Elizabeth Acevedo is an American poet and author. In September 2022, the Poetry Foundation named her the year's Young People's Poet Laureate.

Acevedo is the author of the young adult novels The Poet X, With the Fire on High, and Clap When You Land. The Poet X is a New York Times Bestseller, National Book Award Winner, and Carnegie Medal winner. She is also the winner of the 2019 Michael L. Printz Award, the 2018 Pura Belpre Award, and the Boston-Globe Hornbook Award Prize for Best Children's Fiction of 2018. She lives in Washington, DC.

Acevedo was raised in Harlem, New York City, by Dominican immigrant parents. She is the youngest child and only daughter. By the age of 12, Acevedo decided she wanted to be a rapper, but later realized she really wanted to perform poetry. She attended The Beacon School, where she met English teacher Abby Lublin. Lublin recruited Acevedo to join her after-school poetry club to further improve her work.

At the age of 14, Acevedo competed in her first poetry slam at the Nuyorican Poets Café, and then participated in open mics at various venues in the city, including Bowery Poetry Club and Urban Word NYC.

She went to church every Sunday with her mother and participated in every sacrament. Acevedo does not practice Catholicism anymore, but still considers her relationship with her religion to be developing. She questions the teaching of religion; her book With the Fire on High is influenced by the fact that religion is empowering but "sometimes makes women and young girls question themselves."
● ● ●
CHALLENGE 1: In the passage on Elizabeth Acevedo, how old was she when she competed in her first poetry slam?
CHALLENGE 2: Name every award or medal that the passage on Elizabeth Acevedo says she or The Poet X has won.
CHALLENGE 3: Write the next part of the passage on Elizabeth Acevedo, picking up after its final sentence.
The lines that follow come from a different source.
● ● ●
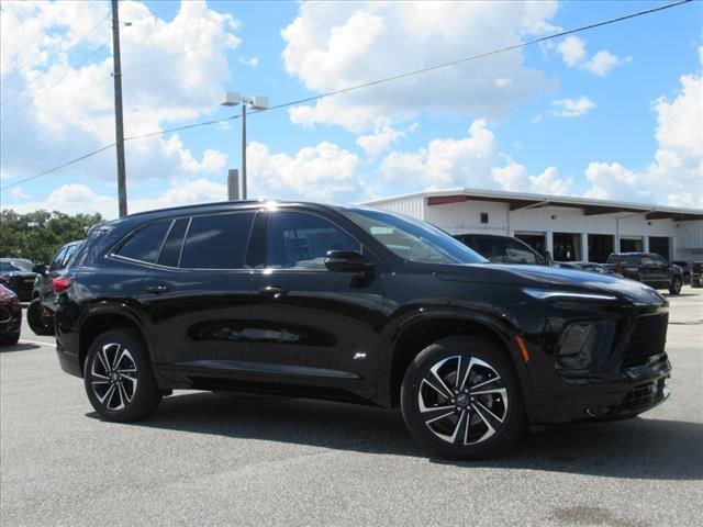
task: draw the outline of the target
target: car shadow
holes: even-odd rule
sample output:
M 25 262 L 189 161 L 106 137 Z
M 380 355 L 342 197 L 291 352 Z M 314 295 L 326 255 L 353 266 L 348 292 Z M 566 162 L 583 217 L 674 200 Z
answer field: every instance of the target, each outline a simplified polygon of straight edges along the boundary
M 30 349 L 38 349 L 41 348 L 37 344 L 30 343 L 19 343 L 14 346 L 0 346 L 0 354 L 10 354 L 12 351 L 27 351 Z
M 99 418 L 90 413 L 90 417 Z M 166 397 L 149 418 L 134 423 L 168 430 L 238 439 L 311 445 L 367 453 L 428 457 L 410 436 L 399 411 L 324 401 L 225 393 Z M 703 479 L 703 424 L 635 418 L 550 426 L 520 447 L 487 461 L 491 467 L 651 480 Z

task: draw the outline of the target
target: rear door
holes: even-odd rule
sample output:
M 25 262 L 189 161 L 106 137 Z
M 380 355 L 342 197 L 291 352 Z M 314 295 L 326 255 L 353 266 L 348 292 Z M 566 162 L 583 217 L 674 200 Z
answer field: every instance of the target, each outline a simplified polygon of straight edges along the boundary
M 265 256 L 254 271 L 250 357 L 261 379 L 371 396 L 378 365 L 380 260 L 335 218 L 266 212 Z M 328 250 L 355 250 L 379 273 L 330 271 Z
M 193 375 L 237 370 L 247 359 L 254 211 L 177 218 L 143 282 L 156 363 Z

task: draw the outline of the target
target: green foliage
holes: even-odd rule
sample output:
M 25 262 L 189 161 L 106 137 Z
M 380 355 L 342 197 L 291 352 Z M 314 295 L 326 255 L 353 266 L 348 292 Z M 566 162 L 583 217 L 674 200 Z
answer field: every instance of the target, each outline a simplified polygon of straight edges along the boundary
M 69 216 L 57 211 L 27 214 L 0 211 L 0 257 L 48 264 L 62 245 L 83 239 L 88 228 L 101 220 L 100 214 Z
● ● ●
OUTPUT 1: She was 14.

OUTPUT 2:
- National Book Award
- Carnegie Medal
- 2019 Michael L. Printz Award
- 2018 Pura Belpre Award
- Boston-Globe Hornbook Award Prize for Best Children's Fiction of 2018

OUTPUT 3:
She attended George Washington University in Washington, D.C., where she graduated with a Bachelor of Arts in Performing Arts and designed her own degree using courses in performing arts, English, and sociology. She then earned an M.F.A. in Creative Writing at the University of Maryland, College Park and served as an adjunct professor for bachelor level creative writing courses.

Acevedo began her career teaching eighth grade in Prince George's County, Maryland. While coaxing a student to read more, the student said she was not reading because "these books aren't about us." Acevedo realized her students were affected by the lack of diversity in their books and not by their capabilities. She then bought books that her students could relate to, and realized that she had the power to write such books too.

Following graduation from George Washington University, Acevedo went into the classroom as a 2010 Teach for America Corps participant. She continued on to teach eighth grade English in Prince George's County, Maryland. Although the school's population was 78 percent Latino and 20 percent black, she was the first Latino teacher to teach a core subject.